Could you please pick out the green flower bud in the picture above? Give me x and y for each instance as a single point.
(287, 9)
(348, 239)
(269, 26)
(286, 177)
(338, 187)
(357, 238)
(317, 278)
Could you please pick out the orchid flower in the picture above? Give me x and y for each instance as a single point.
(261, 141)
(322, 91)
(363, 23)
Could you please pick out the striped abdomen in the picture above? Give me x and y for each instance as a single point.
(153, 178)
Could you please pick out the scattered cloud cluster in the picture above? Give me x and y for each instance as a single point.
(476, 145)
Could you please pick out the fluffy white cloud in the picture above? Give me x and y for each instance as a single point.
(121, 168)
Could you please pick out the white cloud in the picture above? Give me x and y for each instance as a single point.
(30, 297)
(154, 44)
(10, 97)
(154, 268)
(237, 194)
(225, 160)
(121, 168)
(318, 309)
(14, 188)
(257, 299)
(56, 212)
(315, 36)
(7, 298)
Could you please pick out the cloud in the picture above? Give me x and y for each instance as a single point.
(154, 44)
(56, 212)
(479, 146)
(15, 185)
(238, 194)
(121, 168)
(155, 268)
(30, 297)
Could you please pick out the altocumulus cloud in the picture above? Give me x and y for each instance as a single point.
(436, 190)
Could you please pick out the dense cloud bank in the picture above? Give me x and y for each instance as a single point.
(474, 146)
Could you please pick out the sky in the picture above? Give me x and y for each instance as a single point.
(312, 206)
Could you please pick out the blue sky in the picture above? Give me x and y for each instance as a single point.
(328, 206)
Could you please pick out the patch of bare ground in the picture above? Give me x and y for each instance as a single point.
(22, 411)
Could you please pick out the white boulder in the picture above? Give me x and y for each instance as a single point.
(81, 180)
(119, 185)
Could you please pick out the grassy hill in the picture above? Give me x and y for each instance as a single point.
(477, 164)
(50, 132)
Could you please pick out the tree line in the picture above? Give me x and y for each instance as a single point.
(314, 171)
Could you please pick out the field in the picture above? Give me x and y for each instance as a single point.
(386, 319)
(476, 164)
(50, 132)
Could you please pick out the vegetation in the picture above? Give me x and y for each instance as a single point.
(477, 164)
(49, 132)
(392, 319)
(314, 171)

> [WHAT YOU ARE ASKED TO DO]: Rewrite every line from the line containing "Could you please pick out the tree" up to and including the last line of the items, requests included. Multiply each x and y coordinate in the answers by 1.75 and round it to a whole number, with halves rounded up.

> [EXERCISE SOLUTION]:
Could you please pick out the tree line in the picture above? Give me x and y for each instance as a single point.
(550, 299)
Could you please pick out the field in the picture above? Give me x and y for each instance as a single point.
(676, 558)
(833, 287)
(88, 231)
Could you please pick out the vegetation in the picture above? Give me x and y for each instance as a single point.
(835, 287)
(86, 231)
(686, 558)
(550, 299)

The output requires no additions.